_Written task_
Arrange all of the material below as a numbered list, leaving out any blank lines.

----

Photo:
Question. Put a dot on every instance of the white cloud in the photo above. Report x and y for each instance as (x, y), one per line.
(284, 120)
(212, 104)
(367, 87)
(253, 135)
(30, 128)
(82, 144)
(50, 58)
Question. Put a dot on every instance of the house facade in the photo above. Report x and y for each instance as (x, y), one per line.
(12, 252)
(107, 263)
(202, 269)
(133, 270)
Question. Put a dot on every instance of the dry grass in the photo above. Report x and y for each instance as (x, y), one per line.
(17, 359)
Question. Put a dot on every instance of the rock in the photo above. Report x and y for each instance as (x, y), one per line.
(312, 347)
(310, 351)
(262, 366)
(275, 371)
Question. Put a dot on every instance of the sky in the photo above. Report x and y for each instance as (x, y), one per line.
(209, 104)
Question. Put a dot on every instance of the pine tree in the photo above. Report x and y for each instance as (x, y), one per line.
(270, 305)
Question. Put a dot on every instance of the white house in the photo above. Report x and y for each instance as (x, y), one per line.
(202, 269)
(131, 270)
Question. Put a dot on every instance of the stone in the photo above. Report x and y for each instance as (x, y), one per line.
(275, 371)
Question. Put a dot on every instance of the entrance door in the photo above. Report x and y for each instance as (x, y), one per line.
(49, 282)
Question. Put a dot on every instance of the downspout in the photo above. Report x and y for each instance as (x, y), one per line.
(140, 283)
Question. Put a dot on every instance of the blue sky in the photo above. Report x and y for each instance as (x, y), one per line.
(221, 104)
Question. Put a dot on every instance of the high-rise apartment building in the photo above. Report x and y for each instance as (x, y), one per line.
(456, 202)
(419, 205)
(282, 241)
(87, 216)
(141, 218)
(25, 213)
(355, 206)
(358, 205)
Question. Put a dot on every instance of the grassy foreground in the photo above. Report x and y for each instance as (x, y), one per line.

----

_The solution_
1. Photo:
2. Question. Put a dot on every instance of the white cloud in the photo above. Report x and y for each instance as (x, y), one per line.
3. (284, 120)
4. (212, 104)
5. (367, 87)
6. (253, 135)
7. (30, 128)
8. (82, 144)
9. (50, 58)
10. Question. Put a dot on every instance of the house facade in the photo above. Report x and y for each instance as (x, y), one per line.
11. (12, 252)
12. (107, 263)
13. (202, 269)
14. (133, 270)
15. Question. Put a dot on every instance of the dry grass in the photo above. Report x and y for each instance as (x, y), one per line.
16. (17, 359)
17. Question. Put a dot on every instance of the rock in the photo above. Report x and y for each instance as (x, y), one per line.
18. (312, 347)
19. (310, 351)
20. (262, 366)
21. (275, 371)
22. Question. Put a dot on every instance of the sky in the photo above. Report x and y for each instance as (x, y), one per line.
23. (209, 104)
24. Question. Put a dot on every instance of the pine tree in the photo above. Report x and y for each instance as (x, y), one per line.
25. (270, 305)
26. Question. Put a dot on every instance of the white house in the photo above. Report x and y for each instance as (x, y), one per line.
27. (202, 269)
28. (131, 270)
29. Question. Put a dot on every instance of the stone in the photo above. Report x and y for each instance as (x, y), one per line.
30. (275, 371)
31. Question. Put a dot on every instance of the entrance door in the photo above. Report x and y for each instance as (x, y), one per line.
32. (49, 282)
33. Question. Put a dot on every instance of the downspout in the photo above. Report x and y for each instance as (x, y), one per line.
34. (140, 283)
35. Question. Put a dot on every instance of the blue sky in the photo above. Report x and y for each instance as (x, y), one per line.
36. (221, 104)
37. Question. Put a dot on every instance of the high-rise apartment building in the photo above. Report x and y for each instance as (x, y), one per line.
38. (456, 202)
39. (419, 205)
40. (282, 241)
41. (87, 216)
42. (141, 218)
43. (25, 213)
44. (355, 206)
45. (358, 205)
46. Question. Put a dot on every instance of the grassy foreground in the photo above. Report x and y for each instance as (x, y), one per line.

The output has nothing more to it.